**Consigne 1:**
Dans le discours sur le bonus exceptionnel en outre-mer, relevez les prélèvements exclus de l'exonération de charges sociales dont bénéficie ce bonus.
**Consigne 2:**
Traduisez en anglais cette phrase du discours sur le bonus exceptionnel en outre-mer : « Le revenu disponible des ménages domiens apparaît en effet inférieur de 35 % en moyenne à celui des ménages hexagonaux, tandis que les produits alimentaires sont de 30 % à 50 % plus chers dans les DOM qu'en métropole. »
**Consigne 3:**
Reprenez le discours sur le bonus exceptionnel en outre-mer à la suite de sa dernière phrase.

**Extrait choisi:**
────────

Monsieur le président, monsieur le ministre, madame la présidente de la commission des affaires sociales, mes chers collègues, la loi pour le développement économique des outre-mer, ou LODEOM, du 27 mai 2009 a prévu la possibilité, pour les entreprises implantées dans un département d’outre-mer, à Saint-Pierre-et-Miquelon, à Saint-Martin ou à Saint-Barthélemy, de verser à leurs salariés un bonus exceptionnel d’un montant maximal de 1 500 euros par an et par salarié. Cette possibilité est subordonnée à l’existence d’un accord régional interprofessionnel applicable dès l’année 2009.
Cette mesure provisoire, prise initialement en 2009 pour une durée de trois ans, visait à répondre aux vives protestations qui s’étaient élevées contre la « vie chère » et aux fortes revendications sociales qui s’étaient exprimées au cours de la crise qui devait durement toucher les collectivités ultramarines en 2009.
Le revenu disponible des ménages domiens apparaît en effet inférieur de 35 % en moyenne à celui des ménages hexagonaux, tandis que les produits alimentaires sont de 30 % à 50 % plus chers dans les DOM qu’en métropole.
En outre, la proportion de salariés du secteur privé domien couverts par une convention collective est inférieure à 60 %, tandis qu’elle s’établit à 85 % au niveau national, si bien que la proportion de salariés rémunérés au voisinage du SMIC est plus élevée dans les DOM.
Dans le but d’inciter les employeurs à recourir au bonus exceptionnel, celui-ci est exonéré de toutes les charges sociales, à l’exception de la contribution sociale généralisée, de la contribution au remboursement de la dette sociale et du forfait social.
Quel est l’objet du texte adopté à l’unanimité par la commission des affaires sociales le 27 mars dernier ?
Dans sa rédaction d’origine, l’article 3 de la LODEOM prévoyait une durée maximale de trois ans pour le dispositif incitatif d’exonération de charges sociales.

────────

Entrées de données recueillies:
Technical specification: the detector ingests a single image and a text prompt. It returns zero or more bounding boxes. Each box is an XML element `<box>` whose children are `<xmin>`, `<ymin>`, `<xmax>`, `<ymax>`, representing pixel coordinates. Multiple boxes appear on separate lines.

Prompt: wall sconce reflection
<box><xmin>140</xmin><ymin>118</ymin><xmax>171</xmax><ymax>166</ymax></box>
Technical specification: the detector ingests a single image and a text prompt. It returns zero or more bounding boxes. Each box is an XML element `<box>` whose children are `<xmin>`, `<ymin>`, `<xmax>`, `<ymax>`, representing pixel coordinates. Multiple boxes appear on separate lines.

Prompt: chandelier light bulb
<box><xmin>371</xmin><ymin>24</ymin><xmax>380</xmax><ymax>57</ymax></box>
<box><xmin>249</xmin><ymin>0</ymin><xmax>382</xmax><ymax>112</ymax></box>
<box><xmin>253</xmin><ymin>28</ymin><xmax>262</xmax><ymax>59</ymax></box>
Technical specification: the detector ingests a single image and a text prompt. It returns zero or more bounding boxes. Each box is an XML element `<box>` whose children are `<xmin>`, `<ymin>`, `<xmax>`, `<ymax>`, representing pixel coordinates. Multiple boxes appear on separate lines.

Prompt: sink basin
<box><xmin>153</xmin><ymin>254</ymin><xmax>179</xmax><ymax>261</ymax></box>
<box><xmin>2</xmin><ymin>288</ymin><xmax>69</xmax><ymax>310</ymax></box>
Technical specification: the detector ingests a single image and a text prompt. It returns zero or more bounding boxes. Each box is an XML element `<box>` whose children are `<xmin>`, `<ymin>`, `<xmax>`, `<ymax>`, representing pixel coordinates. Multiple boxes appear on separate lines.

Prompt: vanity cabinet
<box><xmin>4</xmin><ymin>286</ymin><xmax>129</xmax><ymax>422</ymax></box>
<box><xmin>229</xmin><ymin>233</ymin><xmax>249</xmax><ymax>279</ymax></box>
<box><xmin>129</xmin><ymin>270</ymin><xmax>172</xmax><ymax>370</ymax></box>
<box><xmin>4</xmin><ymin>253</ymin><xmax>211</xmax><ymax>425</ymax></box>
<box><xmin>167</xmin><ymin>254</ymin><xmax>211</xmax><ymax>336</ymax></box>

────────

**Réponse rédigée 1:**
- la contribution sociale généralisée
- la contribution au remboursement de la dette sociale
- le forfait social

**Réponse rédigée 2:**
Household disposable income in the overseas departments is in fact 35% lower on average than that of households in mainland France, while food products are 30% to 50% more expensive in the overseas departments than in mainland France.

**Réponse rédigée 3:**
Faute d’amélioration du contexte économique et social dans les outre-mer, la loi de finances pour 2012 a ensuite porté de trois à quatre ans la durée de ce dispositif, à compter de la date de versement prévue par l’accord ou, à défaut, à compter de la date de conclusion de l’accord.
Au terme de cette prolongation, le régime social favorable dont bénéficie le bonus exceptionnel sera, dans les faits, conduit à s’interrompre entre le mois de mars et le mois de décembre de l’année 2013.
Alors que la loi relative à la régulation économique outre-mer et portant diverses dispositions relatives aux outre-mer, adoptée en novembre dernier, n’a pas encore pu produire tous ses effets, le risque de sortie brutale d’un dispositif important de soutien au pouvoir d’achat des salariés les plus modestes n’est pas de nature à apaiser les tensions sociales récurrentes dans les outre-mer, bien au contraire. Pour mémoire, je rappelle que ce dispositif concerne trois salariés sur quatre, c’est-à-dire près de 95 000 personnes à La Réunion, près de 52 000 en Guadeloupe et près de 25 000 en Guyane.
Dans ce contexte, le Premier ministre a pris l’engagement, lors de la Restitution nationale des conférences économiques et sociales des outre-mer du 10 décembre dernier, de prolonger le dispositif d’un an supplémentaire dans l’attente de la montée en charge des mesures de lutte contre la vie chère adoptées depuis l’entrée en fonction du nouveau gouvernement, notamment le « bouclier qualité-prix » et le crédit d’impôt pour la compétitivité et l’emploi.
Cet engagement s’est traduit par la présentation au Sénat d’un amendement du Gouvernement au projet de loi portant création du contrat de génération. L’article 9 de ce texte, tel qu’il a été adopté définitivement par le Parlement le 14 février 2013, prévoyait la prorogation du dispositif d’exonération jusqu’au 31 décembre de la même année.
Toutefois, par une décision du 28 février 2013, le Conseil constitutionnel a invalidé cette disposition, pour des raisons formelles, en considérant qu’elle ne présentait pas de lien, même indirect, avec le texte initial du projet de loi.
La proposition de loi dont nous discutons aujourd’hui vise à répondre aux préoccupations d’ordre social que j’ai mentionnées, tout en tenant compte des objections exprimées par le Conseil constitutionnel sur la procédure. Elle reprend le dispositif de prorogation sur lequel le Parlement s’est déjà prononcé favorablement.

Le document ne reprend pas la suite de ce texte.